WHAT IS REQUIRED:
Please copy each line in the records below that contains the string "outline".

Stored data entries:
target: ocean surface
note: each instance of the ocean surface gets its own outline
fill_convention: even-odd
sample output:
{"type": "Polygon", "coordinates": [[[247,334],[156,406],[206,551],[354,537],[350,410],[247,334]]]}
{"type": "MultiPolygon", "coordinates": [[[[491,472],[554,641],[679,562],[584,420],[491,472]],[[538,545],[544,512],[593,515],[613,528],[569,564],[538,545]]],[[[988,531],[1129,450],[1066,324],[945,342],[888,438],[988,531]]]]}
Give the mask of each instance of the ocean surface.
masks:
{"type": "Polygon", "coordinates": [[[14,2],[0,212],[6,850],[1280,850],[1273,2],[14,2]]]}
==
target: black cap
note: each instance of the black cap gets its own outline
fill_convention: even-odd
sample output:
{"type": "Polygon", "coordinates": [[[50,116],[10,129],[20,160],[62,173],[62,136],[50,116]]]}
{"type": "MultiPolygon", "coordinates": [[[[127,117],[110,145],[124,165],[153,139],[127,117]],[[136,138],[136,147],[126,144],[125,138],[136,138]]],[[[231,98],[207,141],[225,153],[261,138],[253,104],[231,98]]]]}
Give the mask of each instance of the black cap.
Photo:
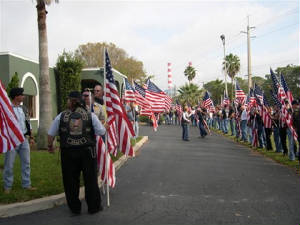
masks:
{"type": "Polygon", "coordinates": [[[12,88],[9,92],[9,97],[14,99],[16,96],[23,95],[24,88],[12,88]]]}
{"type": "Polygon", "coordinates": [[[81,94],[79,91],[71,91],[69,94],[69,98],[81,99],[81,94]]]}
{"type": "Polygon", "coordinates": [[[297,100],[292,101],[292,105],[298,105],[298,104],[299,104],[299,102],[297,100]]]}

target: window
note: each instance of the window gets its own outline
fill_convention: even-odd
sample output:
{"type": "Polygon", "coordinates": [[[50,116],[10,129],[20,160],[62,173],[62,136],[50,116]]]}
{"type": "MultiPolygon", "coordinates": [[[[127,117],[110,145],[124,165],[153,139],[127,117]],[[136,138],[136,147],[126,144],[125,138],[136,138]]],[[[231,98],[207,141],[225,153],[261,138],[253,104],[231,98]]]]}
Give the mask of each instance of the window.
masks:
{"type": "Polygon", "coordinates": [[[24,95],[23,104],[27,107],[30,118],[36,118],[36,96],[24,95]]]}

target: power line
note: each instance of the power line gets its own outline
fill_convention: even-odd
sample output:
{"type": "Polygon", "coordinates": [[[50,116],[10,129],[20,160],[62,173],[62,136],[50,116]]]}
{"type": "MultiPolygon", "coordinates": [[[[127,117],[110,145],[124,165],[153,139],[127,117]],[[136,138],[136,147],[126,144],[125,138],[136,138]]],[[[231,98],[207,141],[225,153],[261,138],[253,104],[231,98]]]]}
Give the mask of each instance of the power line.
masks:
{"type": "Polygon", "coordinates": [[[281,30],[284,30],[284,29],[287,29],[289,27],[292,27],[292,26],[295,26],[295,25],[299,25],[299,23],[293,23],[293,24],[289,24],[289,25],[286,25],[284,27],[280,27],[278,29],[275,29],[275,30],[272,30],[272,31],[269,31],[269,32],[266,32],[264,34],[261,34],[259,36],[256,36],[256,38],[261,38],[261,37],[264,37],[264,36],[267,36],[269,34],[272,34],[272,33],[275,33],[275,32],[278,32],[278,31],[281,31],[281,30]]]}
---
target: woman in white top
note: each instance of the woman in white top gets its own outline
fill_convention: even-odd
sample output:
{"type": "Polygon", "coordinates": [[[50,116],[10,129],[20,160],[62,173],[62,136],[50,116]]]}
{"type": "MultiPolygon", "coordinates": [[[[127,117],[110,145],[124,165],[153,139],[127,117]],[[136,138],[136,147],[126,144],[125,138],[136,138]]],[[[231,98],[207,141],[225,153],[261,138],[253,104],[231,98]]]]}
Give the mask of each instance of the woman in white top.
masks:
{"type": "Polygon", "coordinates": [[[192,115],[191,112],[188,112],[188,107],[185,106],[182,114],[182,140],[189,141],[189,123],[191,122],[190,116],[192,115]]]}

THE ANSWER:
note: each instance of the ocean surface gets its own outline
note: each instance of the black cap gets its own outline
note: each instance of the window gets its own outline
note: each instance of the power line gets its own outline
note: each instance of the woman in white top gets its own outline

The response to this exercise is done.